» ИСХОДНЫЙ ТЕКСТ:

Узнавание может завершать воссоздаваемый ряд событий. Такова, например, трагедия Софокла «Эдил-царь», в финале которой герой узнает, что он невольно стал убийцей собственного отца. В ряде романов и повестей, новелл и комедий узнавание, напротив, знаменует счастливую развязку. Так, герои пушкинской «Метели», Бурмин и Марья Гавриловна, узнают (одновременно с читателем), что они обвенчаны и давно являются мужем и женой; об этом — последние фразы повести. Обретают друг друга мать и сын, Кручинина и Незнамов, в финальном эпизоде пьесы А.Н. Островского «Без вины виноватые».
Но умолчания могут и не сопровождаться узнаваниями, оставаясь пробелами в ткани произведения, художественно значимыми недоговоренностями, а порой — неразрешимыми загадками, тайнами. Таковы пропущенные строфы в «Дон-Жуане» Байрона, в «Евгении Онегине» Пушкина; нередки недомолвки в стихах Ахматовой. Вот последние строки ее стихотворения «В этой горнице колдунья…», посвященного вдове М.А. Булгакова:
Я сама не из таких,
Кто чужим подвластен чарам,
Я сама… Но, впрочем, даром
Тайн не выдаю своих.

» ЗАДАНИЯ:
1. Назовите всех персонажей произведений, которые упомянуты по имени в тексте об узнаваниях и умолчаниях.
2. Подхватите текст об узнаваниях и умолчаниях и продолжите его после стихотворных строк, которыми он заканчивается.

» ВХОДНЫЕ ДАННЫЕ:
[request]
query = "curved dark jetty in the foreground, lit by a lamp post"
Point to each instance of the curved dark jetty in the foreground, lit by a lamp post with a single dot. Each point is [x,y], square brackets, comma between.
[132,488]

» СПИСОК ОТВЕТОВ:
1. Бурмин, Марья Гавриловна, Кручинина, Незнамов.

2.
Пробелам родственно то, что составляет подтекст . Это — предметно-психологическая данность, лишь угадываемая в словах, которые составляют текст произведения. Представления о подтексте сформировались на рубеже XIX–XX вв. Суть этого явления под названием «второй диалог» была осмыслена в статье М. Метерлинка «Трагизм повседневной жизни». Подтекст неизменно присутствует в пьесах Чехова, где, по словам К.С. Станиславского, действующие лица нередко думают и чувствуют не то, что говорят[643]. Литературное изображение в ряде случаев оказывается подобным айсбергу: автор «может опустить многое из того, что знает, и если он пишет правдиво, читатель почувствует опущенное так же сильно, как если бы писатель сказал об этом»[644]. В подтекст, как правило, «уходит» то, что связано с внутренней жизнью персонажей и лирических героев, с ее глубочайшими, потаенными пластами. Его сферу составляет главным образом «тайнопись» человеческой души.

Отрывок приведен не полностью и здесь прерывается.